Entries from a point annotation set
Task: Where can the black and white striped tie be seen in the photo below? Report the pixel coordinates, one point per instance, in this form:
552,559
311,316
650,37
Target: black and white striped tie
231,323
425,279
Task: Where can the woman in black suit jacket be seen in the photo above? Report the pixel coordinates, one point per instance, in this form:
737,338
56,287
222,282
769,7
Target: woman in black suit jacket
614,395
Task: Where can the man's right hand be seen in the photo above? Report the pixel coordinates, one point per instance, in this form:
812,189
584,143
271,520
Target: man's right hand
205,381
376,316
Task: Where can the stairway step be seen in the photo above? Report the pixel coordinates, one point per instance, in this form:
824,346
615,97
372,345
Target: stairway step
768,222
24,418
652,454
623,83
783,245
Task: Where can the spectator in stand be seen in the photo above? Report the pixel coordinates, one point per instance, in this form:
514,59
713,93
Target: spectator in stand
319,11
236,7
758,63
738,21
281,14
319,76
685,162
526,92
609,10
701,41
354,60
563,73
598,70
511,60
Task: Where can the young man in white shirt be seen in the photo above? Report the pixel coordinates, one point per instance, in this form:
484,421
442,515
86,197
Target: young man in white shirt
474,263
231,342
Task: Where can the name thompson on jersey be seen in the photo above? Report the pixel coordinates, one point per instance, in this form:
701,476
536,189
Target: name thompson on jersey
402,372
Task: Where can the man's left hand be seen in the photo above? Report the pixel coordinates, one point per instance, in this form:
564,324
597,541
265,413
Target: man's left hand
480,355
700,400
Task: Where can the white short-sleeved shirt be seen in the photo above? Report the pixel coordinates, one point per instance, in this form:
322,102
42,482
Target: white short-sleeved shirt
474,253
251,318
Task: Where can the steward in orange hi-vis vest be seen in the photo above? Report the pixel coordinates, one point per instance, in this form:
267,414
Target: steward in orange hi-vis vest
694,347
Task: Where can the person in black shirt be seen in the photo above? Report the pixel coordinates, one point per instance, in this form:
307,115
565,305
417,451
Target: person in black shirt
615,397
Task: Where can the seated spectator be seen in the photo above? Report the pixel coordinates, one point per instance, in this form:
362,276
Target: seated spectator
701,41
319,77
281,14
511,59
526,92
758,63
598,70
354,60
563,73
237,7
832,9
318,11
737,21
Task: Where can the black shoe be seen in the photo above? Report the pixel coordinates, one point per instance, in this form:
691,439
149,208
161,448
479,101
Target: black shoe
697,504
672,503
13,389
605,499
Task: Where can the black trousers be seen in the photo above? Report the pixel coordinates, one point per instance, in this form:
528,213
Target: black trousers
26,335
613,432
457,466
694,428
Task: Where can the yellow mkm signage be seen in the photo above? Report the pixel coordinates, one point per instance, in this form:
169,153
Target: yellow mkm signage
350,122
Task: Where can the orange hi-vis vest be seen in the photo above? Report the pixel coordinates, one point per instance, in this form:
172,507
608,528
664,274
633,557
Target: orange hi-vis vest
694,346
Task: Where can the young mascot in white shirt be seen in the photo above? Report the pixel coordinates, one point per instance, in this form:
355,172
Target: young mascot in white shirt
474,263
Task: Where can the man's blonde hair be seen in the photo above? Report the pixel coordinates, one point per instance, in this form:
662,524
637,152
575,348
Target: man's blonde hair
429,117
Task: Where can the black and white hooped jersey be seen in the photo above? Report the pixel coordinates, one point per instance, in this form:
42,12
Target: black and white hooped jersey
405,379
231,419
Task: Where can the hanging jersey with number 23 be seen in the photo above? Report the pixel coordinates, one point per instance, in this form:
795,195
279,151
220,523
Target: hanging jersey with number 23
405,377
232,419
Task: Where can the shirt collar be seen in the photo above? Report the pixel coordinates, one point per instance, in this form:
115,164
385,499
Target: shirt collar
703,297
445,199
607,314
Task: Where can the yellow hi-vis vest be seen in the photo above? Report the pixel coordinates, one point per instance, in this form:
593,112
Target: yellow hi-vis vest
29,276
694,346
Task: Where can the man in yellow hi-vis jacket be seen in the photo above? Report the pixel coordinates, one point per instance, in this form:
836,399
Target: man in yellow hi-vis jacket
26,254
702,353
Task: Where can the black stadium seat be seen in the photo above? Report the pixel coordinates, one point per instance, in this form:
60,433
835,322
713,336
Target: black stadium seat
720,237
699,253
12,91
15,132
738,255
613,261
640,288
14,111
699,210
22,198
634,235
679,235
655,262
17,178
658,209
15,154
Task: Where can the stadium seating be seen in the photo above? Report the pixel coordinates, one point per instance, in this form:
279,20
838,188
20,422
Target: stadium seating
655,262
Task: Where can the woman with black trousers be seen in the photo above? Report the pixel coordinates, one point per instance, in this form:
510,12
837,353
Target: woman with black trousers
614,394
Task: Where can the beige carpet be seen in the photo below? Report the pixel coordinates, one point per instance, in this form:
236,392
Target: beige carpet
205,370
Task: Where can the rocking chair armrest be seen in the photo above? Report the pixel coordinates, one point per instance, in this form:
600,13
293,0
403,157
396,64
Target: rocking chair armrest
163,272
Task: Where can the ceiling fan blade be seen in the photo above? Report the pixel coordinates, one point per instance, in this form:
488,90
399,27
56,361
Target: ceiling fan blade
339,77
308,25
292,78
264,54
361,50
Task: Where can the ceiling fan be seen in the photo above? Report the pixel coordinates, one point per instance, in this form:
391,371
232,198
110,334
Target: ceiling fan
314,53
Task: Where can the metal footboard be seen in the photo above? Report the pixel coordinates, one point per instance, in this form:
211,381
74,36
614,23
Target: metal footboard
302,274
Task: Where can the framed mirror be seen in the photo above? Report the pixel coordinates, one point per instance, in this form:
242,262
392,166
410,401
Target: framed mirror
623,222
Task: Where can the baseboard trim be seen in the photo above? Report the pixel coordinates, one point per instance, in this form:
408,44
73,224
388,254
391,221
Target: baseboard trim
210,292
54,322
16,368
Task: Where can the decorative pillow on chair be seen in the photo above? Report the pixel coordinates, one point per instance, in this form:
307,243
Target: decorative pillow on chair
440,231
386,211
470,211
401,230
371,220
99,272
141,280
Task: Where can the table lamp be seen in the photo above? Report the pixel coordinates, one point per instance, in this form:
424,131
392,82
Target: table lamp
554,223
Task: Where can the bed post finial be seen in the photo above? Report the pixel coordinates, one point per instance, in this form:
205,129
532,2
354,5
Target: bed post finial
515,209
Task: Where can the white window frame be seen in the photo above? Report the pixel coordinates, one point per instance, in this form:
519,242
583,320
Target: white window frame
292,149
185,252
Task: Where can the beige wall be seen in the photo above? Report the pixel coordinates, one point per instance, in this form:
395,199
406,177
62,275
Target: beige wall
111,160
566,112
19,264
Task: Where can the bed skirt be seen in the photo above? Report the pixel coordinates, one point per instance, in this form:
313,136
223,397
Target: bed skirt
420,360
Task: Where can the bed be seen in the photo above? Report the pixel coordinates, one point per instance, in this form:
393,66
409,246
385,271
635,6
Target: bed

▶ _Required task_
All of the lines above need to be given again exactly.

▶ _Result below_
Task: Where can the black and white striped tie be seen in the photo below? Report the pixel coordinates, one point per instance, in this form:
552,559
311,316
650,37
Target: black and white striped tie
231,323
425,279
Task: Where can the woman in black suit jacket be seen in the photo above? Report the pixel coordinates, one point per instance, in this form:
737,338
56,287
222,282
769,7
Target: woman in black suit jacket
614,395
Task: Where can the man's right hand be seen in the photo above? Report the pixel coordinates, one point per instance, in this form:
812,189
584,143
271,520
Target: man's right hand
205,381
376,316
Task: Where can the stairway step be seen in the photo above? Report the pixel coordinates, one point per instance, in this form:
824,346
615,97
372,345
Target: stairway step
768,222
24,418
652,454
623,83
783,245
Task: Where can the spectator in stand be seen in the photo above? Report the pixel coordinates, one point per instance, in this form:
514,59
713,93
Target: spectator in stand
319,11
236,7
758,63
738,21
281,14
319,76
685,162
526,92
609,10
701,41
354,60
563,73
598,70
511,60
Task: Where can the young man in white shirt be seen in the photo above? Report the pixel coordinates, one point per instance, in this form:
484,421
442,515
86,197
Target: young man in white shirt
474,263
231,342
Task: Where can the name thompson on jersey be seen in the photo above? Report the pixel coordinates, one point per instance, in this form:
701,476
536,189
Target: name thompson on jersey
402,372
Task: Where can the man's left hand be seen in the photo above? Report the pixel coordinates, one point per instance, in this form:
564,324
597,541
265,413
Target: man's left hand
480,355
700,400
Task: Where can the white short-sleeved shirt be seen in the photo above? Report the pixel coordinates, one point per instance, in this form:
322,102
42,482
Target: white short-sleeved shirt
474,253
251,318
Task: Where can the steward in orange hi-vis vest be seen in the photo above? Report the pixel coordinates, one point per instance, in this form:
267,414
Target: steward in orange hi-vis vest
694,347
Task: Where can the person in black shirt be seen in the photo above? Report the pixel coordinates, one point per instance, in this form:
307,115
565,305
417,451
Target: person in black shirt
615,397
Task: Where can the seated spectator be seen in the photo above? Report the pixel coordinates, one point per instance, in this form:
362,276
Target: seated spectator
701,41
319,77
281,14
511,59
526,92
758,63
598,70
354,60
563,73
237,7
832,9
318,11
737,21
Task: Where can the black shoe be seen in the photo above? Report the pixel coordinates, one point per instance, in this form:
691,439
149,208
161,448
479,101
Target: black shoe
697,504
672,503
13,389
605,499
Task: Where can the black trousers be seen in the photo above? Report the pixel coordinates, one point per instance, in this form:
528,213
Target: black trousers
26,335
613,432
457,466
694,428
Task: Where can the yellow mkm signage be seen in the photo above? Report the pixel coordinates, one point per instance, in this form:
169,153
Target: yellow mkm signage
350,122
Task: Where can the orange hi-vis vest be seen in the photo above? Report the pixel coordinates, one point per instance, in this form:
172,507
608,528
664,274
633,557
Target: orange hi-vis vest
694,346
Task: Where can the young mascot in white shirt be seen in the photo above? Report the pixel coordinates, one point per instance, in this form:
355,172
Target: young mascot in white shirt
474,263
Task: Where can the man's blonde hair be seen in the photo above? Report the pixel coordinates, one point per instance, in this form:
662,524
637,152
575,348
Target: man's blonde hair
429,117
Task: Where can the black and white hooped jersey be seen in the photo above? Report the pixel coordinates, one point per instance, in this form:
42,12
Target: black and white hooped jersey
405,379
231,419
Task: Where can the hanging jersey with number 23 be seen in the photo above? Report the pixel coordinates, one point per instance, in this form:
795,195
279,151
220,523
Target: hanging jersey with number 23
405,377
232,419
Task: Where can the shirt collar be seen in the photo above? Report the pixel coordinates, one point per instance, in this form:
115,164
385,499
Target: shirt collar
703,297
445,199
607,314
Task: Where can the yellow hi-vis vest be seen in the photo above? Report the pixel coordinates, one point per instance, in this form:
593,112
Target: yellow hi-vis vest
29,276
694,346
Task: Where can the man in yellow hi-vis jacket be seen in the photo above? Report the pixel coordinates, one point per instance, in this form:
836,399
Target: man in yellow hi-vis jacket
26,254
702,353
Task: Where can the black stadium seat be seen in the photo above? Report the pixel coordinates, one point per instance, in this form:
60,433
835,322
713,336
Target: black stadium seat
720,237
699,253
12,91
15,132
738,255
613,261
640,288
14,111
699,210
22,198
634,235
679,235
655,262
17,178
658,209
15,154
Task: Where can the stadium seating be seen in the photo above? Report the pixel coordinates, one point per instance, in this form:
279,20
838,188
20,422
Target: stadium seating
655,262
Task: Where can the woman with black trousers be seen in the photo above? Report the pixel coordinates, one point per instance, in this form:
510,12
837,353
Target: woman with black trousers
614,394
Task: Where can the beige carpet be seen in the photo below? Report the pixel coordinates, one point per instance, in this form:
236,392
Target: beige carpet
205,370
Task: Where can the rocking chair armrest be seen in the photo above? Report the pixel coordinates, one point per instance, in this form:
600,13
293,0
403,157
396,64
Target: rocking chair armrest
163,272
Task: Where can the ceiling fan blade be seen in the photo above? Report the pixel coordinates, one point per instance, in this form:
488,90
399,27
56,361
Target: ceiling fan blade
339,77
308,25
292,78
264,54
361,50
Task: Where can the ceiling fan be seen in the photo above? Report the pixel coordinates, one point per instance, in this form:
391,371
232,198
110,334
Target: ceiling fan
314,53
Task: Where can the metal footboard be seen in the photo above? Report the pixel coordinates, one point per instance, in this form:
211,381
74,36
614,23
Target: metal footboard
302,274
Task: Where can the framed mirror be seen in the photo above? Report the pixel coordinates, one point per instance, in this form:
242,262
392,166
410,401
Target: framed mirror
623,222
Task: Where can the baseboard trim be seen in the photo above? Report the pixel coordinates, one point per instance, in this form:
408,44
73,224
388,254
391,221
Target: baseboard trim
210,292
54,322
16,368
Task: Where can the decorative pillow on chair be seen in the photo above? Report the pixel coordinates, one point per instance, in this form:
307,243
Target: decorative pillow on chair
440,231
386,211
470,211
401,230
371,220
99,272
141,280
Task: Where can the table lamp be seen in the photo above? Report the pixel coordinates, one point per instance, in this form:
424,131
392,82
Target: table lamp
554,223
Task: Where can the bed post finial be seen in the photo above? Report the pixel coordinates, one point per instance, in this form:
205,129
532,2
354,5
Target: bed post finial
515,209
Task: Where can the white window frame be seen in the photo above? Report the pixel coordinates, one point per instance, in this form:
519,242
583,320
Target: white window frame
292,149
185,252
Task: Where can the beige wall be seen in the photo above? Report the pixel coordinates, one point per instance, in this form:
395,199
406,177
62,275
Target: beige wall
111,160
566,112
19,264
Task: Where can the bed skirt be seen in the photo above? Report the pixel coordinates, one point per instance, in this form:
313,136
223,397
Target: bed skirt
420,360
Task: Where can the bed be seen in the photo above? Report the pixel coordinates, one point per instance, in this form:
393,66
409,246
385,271
635,6
Target: bed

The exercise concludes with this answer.